海上公試の本文を、「海上公試は、船の性能を調べる」を含む箇所から書き始め、「める方式が主流となっている。」まで書き写してもらえますか？

» 提示文:
------------------------------------------------

海上公試は、船の性能を調べる艦船公試と搭載兵器の性能を調べる武器公試(軍艦などの場合)に大別される。
艦船公試
[編集]艦船公試では、旋回試験、速力試験、燃費計測、クラッシュ・ストップ・アスターン試験、その他各種計器のテストなどが行われる。
全速航行試験
[編集]艦艇の全速を出す速力試験。
速力試験
[編集]エンジン出力を段階的に変化させ、その時の船の速度を計測する試験。一定の距離を舵を切らずに直線で通過し速度を計測する。風や潮流の影響を排除するため、同一区間を数往復し、その平均をとる。1960年代までは1海里の間隔で設置された標柱(東京湾口の館山沖など)の間を直進してその通過時間から速力を求めていた。海上交通の混雑が激しい現在では任意の地点で直線航行し、航跡記録から速力を求める方式が主流となっている。

------------------------------------------------

(物体が現れる位置についてのデータセット行)
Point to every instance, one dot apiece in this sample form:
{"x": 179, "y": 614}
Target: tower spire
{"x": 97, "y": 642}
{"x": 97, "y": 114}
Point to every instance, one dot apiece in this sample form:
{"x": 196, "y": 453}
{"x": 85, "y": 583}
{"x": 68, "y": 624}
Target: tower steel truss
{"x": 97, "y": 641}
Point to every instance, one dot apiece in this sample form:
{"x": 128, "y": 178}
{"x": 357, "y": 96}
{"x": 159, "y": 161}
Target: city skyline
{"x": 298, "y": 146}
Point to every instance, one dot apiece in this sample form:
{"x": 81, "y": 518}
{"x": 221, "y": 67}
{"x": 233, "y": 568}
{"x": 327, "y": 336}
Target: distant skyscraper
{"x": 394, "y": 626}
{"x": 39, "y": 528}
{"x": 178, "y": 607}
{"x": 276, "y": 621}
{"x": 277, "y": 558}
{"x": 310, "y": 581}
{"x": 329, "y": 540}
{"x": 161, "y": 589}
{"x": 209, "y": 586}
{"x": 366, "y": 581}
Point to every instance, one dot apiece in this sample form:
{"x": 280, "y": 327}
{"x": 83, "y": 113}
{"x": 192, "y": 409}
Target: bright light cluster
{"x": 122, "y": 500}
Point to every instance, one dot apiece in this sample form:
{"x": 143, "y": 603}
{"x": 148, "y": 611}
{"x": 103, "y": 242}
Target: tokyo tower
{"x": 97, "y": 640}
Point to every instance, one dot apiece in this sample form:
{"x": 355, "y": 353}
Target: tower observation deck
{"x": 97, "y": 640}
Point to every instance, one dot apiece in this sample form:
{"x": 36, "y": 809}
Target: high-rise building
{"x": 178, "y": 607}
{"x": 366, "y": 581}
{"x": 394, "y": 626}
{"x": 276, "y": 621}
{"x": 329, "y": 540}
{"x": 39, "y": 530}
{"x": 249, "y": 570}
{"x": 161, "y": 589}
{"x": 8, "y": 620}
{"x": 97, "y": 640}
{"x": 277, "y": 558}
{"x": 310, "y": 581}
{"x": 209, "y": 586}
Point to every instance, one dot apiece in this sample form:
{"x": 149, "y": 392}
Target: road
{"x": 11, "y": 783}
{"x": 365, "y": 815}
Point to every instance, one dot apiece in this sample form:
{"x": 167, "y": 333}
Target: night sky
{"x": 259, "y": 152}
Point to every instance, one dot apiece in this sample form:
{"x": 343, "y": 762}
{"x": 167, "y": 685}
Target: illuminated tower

------------------------------------------------

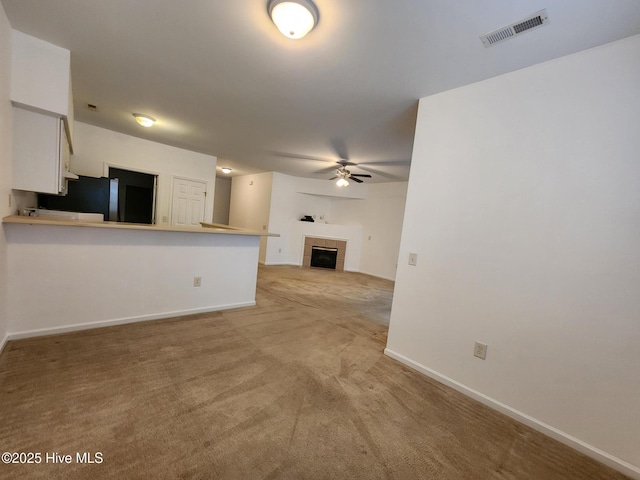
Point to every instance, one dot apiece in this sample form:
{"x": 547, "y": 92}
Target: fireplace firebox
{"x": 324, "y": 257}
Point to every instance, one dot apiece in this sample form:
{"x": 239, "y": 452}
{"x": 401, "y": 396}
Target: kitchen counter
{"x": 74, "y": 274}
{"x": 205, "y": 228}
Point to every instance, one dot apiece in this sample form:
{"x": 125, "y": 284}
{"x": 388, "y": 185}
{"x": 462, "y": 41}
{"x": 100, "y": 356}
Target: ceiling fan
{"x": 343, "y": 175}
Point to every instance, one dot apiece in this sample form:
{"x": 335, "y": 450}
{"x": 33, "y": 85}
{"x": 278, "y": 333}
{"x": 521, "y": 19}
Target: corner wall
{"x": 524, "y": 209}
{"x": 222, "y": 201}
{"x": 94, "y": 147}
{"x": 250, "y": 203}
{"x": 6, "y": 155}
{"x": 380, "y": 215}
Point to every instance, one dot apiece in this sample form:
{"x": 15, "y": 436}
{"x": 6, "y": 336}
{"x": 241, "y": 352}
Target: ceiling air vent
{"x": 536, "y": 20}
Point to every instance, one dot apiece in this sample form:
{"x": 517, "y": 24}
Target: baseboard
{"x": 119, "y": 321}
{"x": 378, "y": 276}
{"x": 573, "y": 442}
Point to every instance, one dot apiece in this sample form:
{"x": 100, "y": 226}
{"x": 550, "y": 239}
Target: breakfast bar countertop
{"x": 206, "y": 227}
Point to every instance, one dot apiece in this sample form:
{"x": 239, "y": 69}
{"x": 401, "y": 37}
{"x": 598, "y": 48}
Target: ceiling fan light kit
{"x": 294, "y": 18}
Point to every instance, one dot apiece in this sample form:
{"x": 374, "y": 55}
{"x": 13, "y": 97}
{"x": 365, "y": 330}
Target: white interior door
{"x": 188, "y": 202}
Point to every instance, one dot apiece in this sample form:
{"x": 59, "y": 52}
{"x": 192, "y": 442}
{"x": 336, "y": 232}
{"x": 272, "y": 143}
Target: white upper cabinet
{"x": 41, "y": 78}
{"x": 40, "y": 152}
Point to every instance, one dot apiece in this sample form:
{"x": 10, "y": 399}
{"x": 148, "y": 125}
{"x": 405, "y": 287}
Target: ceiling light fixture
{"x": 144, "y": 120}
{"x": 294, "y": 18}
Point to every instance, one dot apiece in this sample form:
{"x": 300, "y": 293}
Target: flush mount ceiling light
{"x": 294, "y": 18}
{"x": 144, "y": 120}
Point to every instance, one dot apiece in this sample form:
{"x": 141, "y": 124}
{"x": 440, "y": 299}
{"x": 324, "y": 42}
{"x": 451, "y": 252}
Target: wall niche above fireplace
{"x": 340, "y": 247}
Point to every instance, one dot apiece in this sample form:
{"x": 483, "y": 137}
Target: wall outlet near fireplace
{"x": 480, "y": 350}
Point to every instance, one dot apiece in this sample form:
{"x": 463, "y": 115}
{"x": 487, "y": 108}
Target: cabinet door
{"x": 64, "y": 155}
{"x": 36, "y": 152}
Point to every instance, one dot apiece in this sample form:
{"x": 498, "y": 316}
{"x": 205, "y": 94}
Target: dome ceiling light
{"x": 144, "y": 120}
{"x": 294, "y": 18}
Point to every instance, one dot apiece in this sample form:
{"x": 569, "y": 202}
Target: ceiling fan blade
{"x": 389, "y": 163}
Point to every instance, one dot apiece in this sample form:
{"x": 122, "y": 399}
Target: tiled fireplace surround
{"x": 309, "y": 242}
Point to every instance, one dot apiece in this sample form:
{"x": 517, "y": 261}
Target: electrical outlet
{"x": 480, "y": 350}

------------------------------------------------

» この問題の解答:
海上公試は、船の性能を調べる艦船公試と搭載兵器の性能を調べる武器公試(軍艦などの場合)に大別される。
艦船公試
[編集]艦船公試では、旋回試験、速力試験、燃費計測、クラッシュ・ストップ・アスターン試験、その他各種計器のテストなどが行われる。
全速航行試験
[編集]艦艇の全速を出す速力試験。
速力試験
[編集]エンジン出力を段階的に変化させ、その時の船の速度を計測する試験。一定の距離を舵を切らずに直線で通過し速度を計測する。風や潮流の影響を排除するため、同一区間を数往復し、その平均をとる。1960年代までは1海里の間隔で設置された標柱(東京湾口の館山沖など)の間を直進してその通過時間から速力を求めていた。海上交通の混雑が激しい現在では任意の地点で直線航行し、航跡記録から速力を求める方式が主流となっている。